**Records shown**:
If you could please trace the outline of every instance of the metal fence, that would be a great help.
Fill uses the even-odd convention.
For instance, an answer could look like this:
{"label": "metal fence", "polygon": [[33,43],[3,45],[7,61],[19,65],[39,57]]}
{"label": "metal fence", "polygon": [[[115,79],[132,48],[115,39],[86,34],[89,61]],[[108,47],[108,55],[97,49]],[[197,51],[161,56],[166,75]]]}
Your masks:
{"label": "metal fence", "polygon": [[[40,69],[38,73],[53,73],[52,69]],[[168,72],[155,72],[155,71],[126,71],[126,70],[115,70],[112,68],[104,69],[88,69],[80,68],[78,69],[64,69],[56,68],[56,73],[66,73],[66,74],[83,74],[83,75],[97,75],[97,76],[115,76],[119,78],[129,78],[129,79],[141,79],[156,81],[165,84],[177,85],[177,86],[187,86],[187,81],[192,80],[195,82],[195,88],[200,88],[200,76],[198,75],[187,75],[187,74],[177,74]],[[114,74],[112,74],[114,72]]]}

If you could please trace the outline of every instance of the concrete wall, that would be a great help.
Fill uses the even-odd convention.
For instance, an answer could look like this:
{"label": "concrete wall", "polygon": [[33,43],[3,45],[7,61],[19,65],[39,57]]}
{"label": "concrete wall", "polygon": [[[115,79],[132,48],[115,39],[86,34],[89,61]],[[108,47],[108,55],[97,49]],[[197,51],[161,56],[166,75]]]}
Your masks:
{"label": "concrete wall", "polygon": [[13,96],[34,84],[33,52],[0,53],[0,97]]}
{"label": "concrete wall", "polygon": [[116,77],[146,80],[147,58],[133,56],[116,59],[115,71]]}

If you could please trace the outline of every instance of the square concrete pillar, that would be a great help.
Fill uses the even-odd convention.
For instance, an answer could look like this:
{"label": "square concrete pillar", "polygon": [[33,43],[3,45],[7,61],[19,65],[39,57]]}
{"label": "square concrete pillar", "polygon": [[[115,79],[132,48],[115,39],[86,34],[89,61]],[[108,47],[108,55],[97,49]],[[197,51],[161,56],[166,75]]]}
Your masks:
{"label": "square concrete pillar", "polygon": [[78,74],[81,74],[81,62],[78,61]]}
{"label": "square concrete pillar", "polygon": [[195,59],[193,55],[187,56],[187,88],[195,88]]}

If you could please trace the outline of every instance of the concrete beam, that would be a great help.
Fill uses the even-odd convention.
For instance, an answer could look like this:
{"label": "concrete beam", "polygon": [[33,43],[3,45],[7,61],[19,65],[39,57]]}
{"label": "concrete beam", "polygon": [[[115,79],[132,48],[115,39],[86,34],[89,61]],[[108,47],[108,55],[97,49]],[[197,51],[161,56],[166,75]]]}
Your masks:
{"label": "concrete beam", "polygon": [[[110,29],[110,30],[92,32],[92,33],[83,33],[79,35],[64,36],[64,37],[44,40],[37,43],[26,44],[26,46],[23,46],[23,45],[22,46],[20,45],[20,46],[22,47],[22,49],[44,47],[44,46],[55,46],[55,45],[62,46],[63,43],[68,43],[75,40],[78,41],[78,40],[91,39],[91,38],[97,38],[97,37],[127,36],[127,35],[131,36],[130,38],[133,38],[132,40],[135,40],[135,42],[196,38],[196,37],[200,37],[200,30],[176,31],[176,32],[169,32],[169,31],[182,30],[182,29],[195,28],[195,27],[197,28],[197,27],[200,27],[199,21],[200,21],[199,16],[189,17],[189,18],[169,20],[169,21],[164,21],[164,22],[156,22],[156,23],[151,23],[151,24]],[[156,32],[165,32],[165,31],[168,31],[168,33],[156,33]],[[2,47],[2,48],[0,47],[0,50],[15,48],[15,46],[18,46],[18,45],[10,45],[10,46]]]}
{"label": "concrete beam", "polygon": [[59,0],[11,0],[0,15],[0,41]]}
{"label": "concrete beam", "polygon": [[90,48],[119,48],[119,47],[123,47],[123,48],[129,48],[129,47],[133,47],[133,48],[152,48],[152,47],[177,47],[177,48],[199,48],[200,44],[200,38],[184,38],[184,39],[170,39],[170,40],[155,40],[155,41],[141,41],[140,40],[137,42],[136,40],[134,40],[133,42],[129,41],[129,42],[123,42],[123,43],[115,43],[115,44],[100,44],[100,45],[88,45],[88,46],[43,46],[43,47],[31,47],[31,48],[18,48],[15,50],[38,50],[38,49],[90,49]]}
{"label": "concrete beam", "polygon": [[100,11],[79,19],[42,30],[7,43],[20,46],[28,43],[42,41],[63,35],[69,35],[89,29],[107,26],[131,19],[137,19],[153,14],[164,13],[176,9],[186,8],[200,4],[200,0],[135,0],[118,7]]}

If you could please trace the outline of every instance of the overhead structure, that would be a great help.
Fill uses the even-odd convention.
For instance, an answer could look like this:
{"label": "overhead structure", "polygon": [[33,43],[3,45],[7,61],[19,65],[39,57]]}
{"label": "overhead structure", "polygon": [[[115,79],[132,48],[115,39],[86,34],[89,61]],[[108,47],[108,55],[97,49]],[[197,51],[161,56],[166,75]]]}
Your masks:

**Problem to work on**:
Edit the rows from the line containing "structure, that would be a great help." through the end of the rows, replacing "even-odd" with "nonzero" and leaving everything else unchanged.

**Final result**:
If you could please trace the outline of every instance of the overhead structure, that would be a great help.
Fill uses the nonzero convention.
For instance, an answer could look like this:
{"label": "overhead structure", "polygon": [[33,43],[3,45],[7,61],[19,65],[39,57]]}
{"label": "overhead structure", "polygon": [[[115,79],[132,48],[115,39],[86,34],[89,61]],[[108,47],[108,55],[97,49]],[[197,51],[161,56],[166,75]]]}
Your masks:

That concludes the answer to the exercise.